Objective A:
Reproduce the text on cooking beans in the Instant Pot exactly, starting with "Skip the canned" and going on through "are quite small.".

Provided text:

┄┄┄┄┄┄┄┄┄┄┄┄┄┄┄┄┄┄┄┄

Cooking a big batch of beans or lentils for the week helps you to effortlessly create healthy meals by adding fresh veggies, grains, meats, sauces, or whatever your heart desires. You can also add them to soups, stews, salads, dips like homemade hummus, and braises.

Skip the canned beans in favour of fresh, dried beans. This will save you money over time, and the results are fantastic with the Instant Pot. No more slaving over the stove top – these are done in short order for your enjoyment!


Should you soak your beans?

Soaking beans for instant pot pressure cooking

In each legume section, we cover the difference in cooking times between soaked and unsoaked legumes, which will sometimes make a big difference! For clarification, ALL soaking instructions imply that the legumes you plan to cook have been submerged in water for at least four hours. You don’t generally need to soak peas or lentils at all as they are quite small.

The main benefits of soaking beans beside a significantly shorter cooking time include the reduction of anti-nutrients such as phytic acid. These anti-nutrients can bind to the nutrients found in beans naturally, preventing our bodies from being able to fully absorb them. Moreover, the soaking process makes the legumes easier to digest. As you might know, beans can wreak some havoc on the belly and cause bloating/gas. Avoid this with a soak!

┄┄┄┄┄┄┄┄┄┄┄┄┄┄┄┄┄┄┄┄

Objective B:
From the rows below, write out the lines exactly, starting with the line with "Task: pick out every instance of the wet" and going on through the line with "Target: wet rock". Leave the pictures out.

┄┄┄┄┄┄┄┄┄┄┄┄┄┄┄┄┄┄┄┄

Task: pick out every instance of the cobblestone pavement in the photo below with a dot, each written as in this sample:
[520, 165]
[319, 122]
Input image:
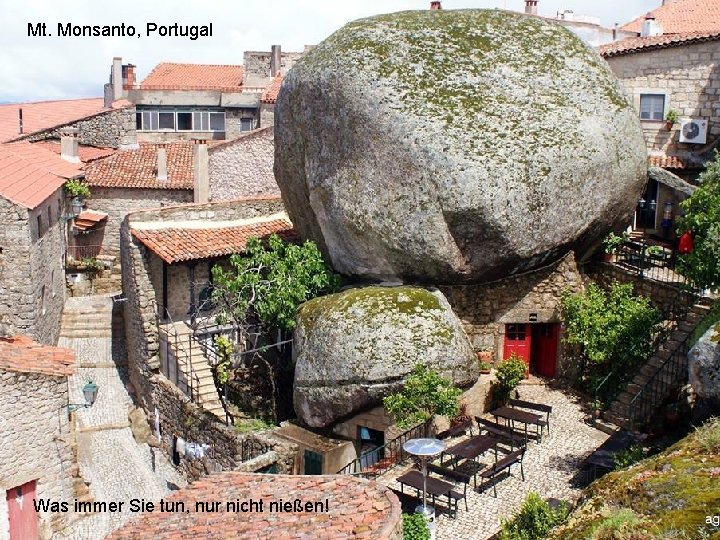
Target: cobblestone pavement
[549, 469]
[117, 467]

┄┄┄┄┄┄┄┄┄┄┄┄┄┄┄┄┄┄┄┄

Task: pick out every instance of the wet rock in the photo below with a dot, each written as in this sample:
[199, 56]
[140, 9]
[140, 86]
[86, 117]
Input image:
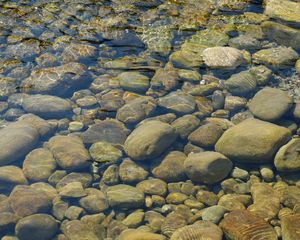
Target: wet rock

┄┄┄┄┄┄┄┄┄┄┄┄┄┄┄┄┄┄┄┄

Task solution A:
Skip the canned beans in favour of fresh, dried beans. This will save you money over time, and the results are fantastic with the Instant Pot. No more slaving over the stove top – these are done in short order for your enjoyment!


Should you soak your beans?

Soaking beans for instant pot pressure cooking

In each legume section, we cover the difference in cooking times between soaked and unsoaked legumes, which will sometimes make a big difference! For clarification, ALL soaking instructions imply that the legumes you plan to cook have been submerged in water for at least four hours. You don’t generally need to soak peas or lentils at all as they are quite small.

Task solution B:
Task: pick out every instance of the wet rock in the photo below with a dot, each written as in this sample:
[199, 56]
[140, 9]
[140, 86]
[86, 117]
Input image:
Target: wet rock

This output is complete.